Where does the word "hand" appear in the entries below? Copy each line that holds it.

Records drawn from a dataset
•••••
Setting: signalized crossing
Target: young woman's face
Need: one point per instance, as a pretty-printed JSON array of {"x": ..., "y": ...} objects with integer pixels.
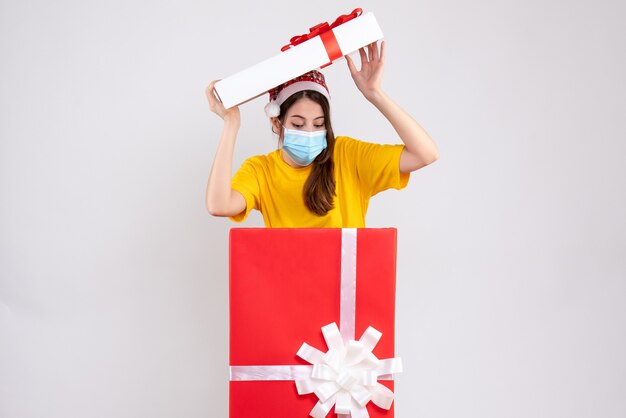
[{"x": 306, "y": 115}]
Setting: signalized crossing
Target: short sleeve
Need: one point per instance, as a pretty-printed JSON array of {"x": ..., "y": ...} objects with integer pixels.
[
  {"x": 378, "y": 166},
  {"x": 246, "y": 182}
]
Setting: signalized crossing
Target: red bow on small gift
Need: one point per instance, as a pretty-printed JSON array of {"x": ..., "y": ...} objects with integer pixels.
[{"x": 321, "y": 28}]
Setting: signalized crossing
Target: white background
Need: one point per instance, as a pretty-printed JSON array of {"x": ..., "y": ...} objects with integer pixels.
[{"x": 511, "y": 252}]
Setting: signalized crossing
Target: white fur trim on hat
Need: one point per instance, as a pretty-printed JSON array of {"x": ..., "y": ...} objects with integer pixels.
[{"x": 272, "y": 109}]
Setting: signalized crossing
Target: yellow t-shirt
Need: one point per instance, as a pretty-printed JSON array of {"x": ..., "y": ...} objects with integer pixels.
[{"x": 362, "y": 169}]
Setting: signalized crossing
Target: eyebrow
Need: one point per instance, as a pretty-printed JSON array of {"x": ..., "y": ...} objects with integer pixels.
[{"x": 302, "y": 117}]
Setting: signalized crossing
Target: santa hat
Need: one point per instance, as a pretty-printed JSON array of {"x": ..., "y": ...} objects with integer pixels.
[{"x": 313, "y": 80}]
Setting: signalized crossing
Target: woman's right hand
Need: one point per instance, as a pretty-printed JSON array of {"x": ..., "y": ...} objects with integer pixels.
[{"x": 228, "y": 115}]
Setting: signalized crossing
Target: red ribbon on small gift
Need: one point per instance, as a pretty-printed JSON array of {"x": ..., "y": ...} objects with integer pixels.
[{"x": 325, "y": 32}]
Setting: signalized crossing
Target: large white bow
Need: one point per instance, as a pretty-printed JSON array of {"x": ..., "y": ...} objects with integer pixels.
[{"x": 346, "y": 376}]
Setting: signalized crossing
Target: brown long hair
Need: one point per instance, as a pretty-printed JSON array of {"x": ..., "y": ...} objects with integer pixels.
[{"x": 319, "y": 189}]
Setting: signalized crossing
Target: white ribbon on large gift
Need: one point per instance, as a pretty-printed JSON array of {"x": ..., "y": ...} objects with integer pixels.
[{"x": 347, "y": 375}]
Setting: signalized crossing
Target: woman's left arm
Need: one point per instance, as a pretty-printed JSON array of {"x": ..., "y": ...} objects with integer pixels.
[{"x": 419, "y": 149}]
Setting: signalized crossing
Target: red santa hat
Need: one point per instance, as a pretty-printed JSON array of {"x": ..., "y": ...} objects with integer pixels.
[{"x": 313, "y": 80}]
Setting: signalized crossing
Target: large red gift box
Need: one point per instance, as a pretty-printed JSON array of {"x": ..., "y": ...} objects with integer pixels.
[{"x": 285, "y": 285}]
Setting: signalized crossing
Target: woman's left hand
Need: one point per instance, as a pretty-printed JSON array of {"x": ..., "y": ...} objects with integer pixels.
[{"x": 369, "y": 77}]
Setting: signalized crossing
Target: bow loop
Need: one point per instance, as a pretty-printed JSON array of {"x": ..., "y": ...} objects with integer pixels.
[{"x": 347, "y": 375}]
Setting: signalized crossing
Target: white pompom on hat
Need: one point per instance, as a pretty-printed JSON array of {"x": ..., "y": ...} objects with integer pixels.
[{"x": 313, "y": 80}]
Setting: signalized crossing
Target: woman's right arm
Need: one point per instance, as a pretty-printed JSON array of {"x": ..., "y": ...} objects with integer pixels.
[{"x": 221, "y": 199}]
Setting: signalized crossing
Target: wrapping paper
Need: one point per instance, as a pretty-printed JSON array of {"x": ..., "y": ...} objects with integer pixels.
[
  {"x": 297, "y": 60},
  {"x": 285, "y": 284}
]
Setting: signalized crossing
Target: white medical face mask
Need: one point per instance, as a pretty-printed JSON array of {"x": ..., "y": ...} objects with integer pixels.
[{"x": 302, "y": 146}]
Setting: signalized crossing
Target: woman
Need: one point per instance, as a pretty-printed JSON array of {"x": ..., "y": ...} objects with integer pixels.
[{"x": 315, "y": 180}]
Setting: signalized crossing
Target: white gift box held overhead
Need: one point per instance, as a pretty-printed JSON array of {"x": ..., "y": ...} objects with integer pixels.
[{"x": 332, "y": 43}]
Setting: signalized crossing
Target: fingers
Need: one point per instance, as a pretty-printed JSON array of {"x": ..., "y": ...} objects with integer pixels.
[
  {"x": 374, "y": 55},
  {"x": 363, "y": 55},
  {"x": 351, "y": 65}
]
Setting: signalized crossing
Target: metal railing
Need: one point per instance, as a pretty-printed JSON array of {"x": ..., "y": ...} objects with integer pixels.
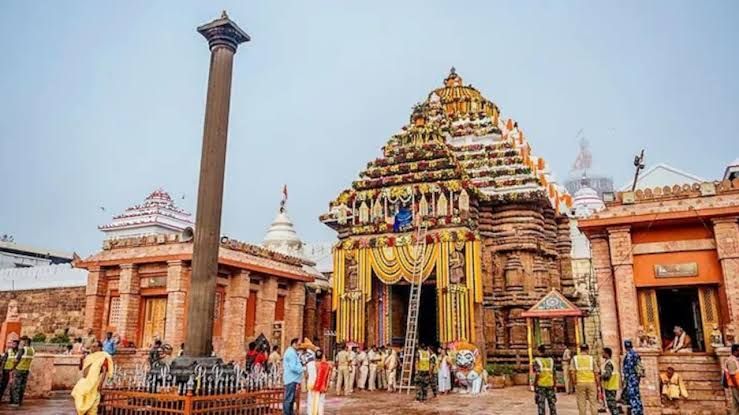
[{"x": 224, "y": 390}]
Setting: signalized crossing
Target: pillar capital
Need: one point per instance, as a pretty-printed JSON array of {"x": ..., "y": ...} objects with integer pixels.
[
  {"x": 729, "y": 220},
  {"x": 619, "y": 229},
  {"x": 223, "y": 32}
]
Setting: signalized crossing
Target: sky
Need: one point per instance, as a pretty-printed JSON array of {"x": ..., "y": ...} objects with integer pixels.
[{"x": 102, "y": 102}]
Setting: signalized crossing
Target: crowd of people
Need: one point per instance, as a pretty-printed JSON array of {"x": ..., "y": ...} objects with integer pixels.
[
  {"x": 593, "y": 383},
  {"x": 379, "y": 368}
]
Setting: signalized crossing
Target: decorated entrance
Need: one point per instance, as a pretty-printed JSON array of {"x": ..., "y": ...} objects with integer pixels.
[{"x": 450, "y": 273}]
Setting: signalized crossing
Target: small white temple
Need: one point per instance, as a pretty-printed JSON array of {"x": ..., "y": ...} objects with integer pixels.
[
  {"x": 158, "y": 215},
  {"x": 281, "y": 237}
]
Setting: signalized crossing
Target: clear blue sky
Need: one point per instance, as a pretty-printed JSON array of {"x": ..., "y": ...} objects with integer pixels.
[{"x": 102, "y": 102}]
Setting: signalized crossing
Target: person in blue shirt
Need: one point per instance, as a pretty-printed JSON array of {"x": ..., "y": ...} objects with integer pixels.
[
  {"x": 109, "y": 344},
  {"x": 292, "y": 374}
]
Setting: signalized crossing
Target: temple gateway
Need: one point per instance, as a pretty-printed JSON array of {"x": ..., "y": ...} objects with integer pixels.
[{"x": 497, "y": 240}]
•••••
**Exercise answer**
Target: woman's right hand
Target: woman's left hand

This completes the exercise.